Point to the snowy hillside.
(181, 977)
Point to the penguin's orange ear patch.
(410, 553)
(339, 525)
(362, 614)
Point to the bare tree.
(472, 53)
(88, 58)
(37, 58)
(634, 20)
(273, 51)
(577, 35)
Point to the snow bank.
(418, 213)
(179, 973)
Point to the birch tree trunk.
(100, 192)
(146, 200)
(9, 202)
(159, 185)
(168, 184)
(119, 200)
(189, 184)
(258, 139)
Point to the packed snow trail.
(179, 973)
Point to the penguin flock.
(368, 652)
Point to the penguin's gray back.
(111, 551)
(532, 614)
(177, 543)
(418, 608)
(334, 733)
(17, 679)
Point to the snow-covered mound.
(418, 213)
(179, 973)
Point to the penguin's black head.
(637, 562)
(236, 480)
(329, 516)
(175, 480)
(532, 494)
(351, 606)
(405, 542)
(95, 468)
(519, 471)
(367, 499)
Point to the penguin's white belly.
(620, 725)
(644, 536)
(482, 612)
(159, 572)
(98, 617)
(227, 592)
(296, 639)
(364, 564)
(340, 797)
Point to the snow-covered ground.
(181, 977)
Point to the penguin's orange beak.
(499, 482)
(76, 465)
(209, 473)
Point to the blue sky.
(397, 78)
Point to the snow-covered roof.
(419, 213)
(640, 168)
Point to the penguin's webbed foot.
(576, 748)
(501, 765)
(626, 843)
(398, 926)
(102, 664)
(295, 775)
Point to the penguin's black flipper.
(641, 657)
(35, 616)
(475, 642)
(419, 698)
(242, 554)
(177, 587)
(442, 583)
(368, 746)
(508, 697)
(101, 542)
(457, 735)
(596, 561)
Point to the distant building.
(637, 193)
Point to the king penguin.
--------------------------------
*What the exercise asks*. Output the data above exactly, please, line for line.

*Solution to this exercise*.
Point to the snowy hillside.
(181, 977)
Point to the penguin's orange ear patch.
(410, 553)
(339, 525)
(362, 614)
Point to the bare tree.
(472, 53)
(88, 58)
(37, 58)
(634, 20)
(273, 51)
(577, 35)
Point to the snow bank.
(418, 213)
(179, 973)
Point to the birch tree trunk.
(100, 192)
(146, 200)
(9, 202)
(159, 185)
(168, 184)
(119, 200)
(189, 184)
(258, 139)
Point to the packed snow trail.
(179, 973)
Point to the penguin flock.
(368, 652)
Point to the penguin's gray back.
(111, 551)
(532, 614)
(177, 543)
(418, 608)
(334, 733)
(17, 679)
Point to the snow-covered mound.
(418, 213)
(179, 973)
Point to the penguin's black head.
(637, 562)
(236, 480)
(329, 516)
(175, 480)
(532, 494)
(351, 606)
(405, 542)
(95, 468)
(519, 471)
(367, 499)
Point to the penguin's white belly.
(620, 725)
(644, 536)
(482, 612)
(159, 572)
(98, 617)
(227, 592)
(296, 639)
(364, 564)
(340, 797)
Point to the snow-covered ground.
(181, 977)
Point to the penguin's orange beak.
(499, 482)
(76, 465)
(209, 473)
Point to the blue sky.
(397, 78)
Point to the snow-covered roof.
(419, 213)
(640, 168)
Point to the penguin's webbed foot.
(576, 748)
(501, 765)
(626, 843)
(398, 926)
(102, 664)
(295, 775)
Point to the penguin's black flipper.
(641, 657)
(35, 616)
(475, 642)
(419, 698)
(242, 554)
(177, 587)
(442, 583)
(368, 746)
(508, 697)
(101, 542)
(457, 735)
(596, 561)
Point to the distant building.
(637, 193)
Point to the king penguin.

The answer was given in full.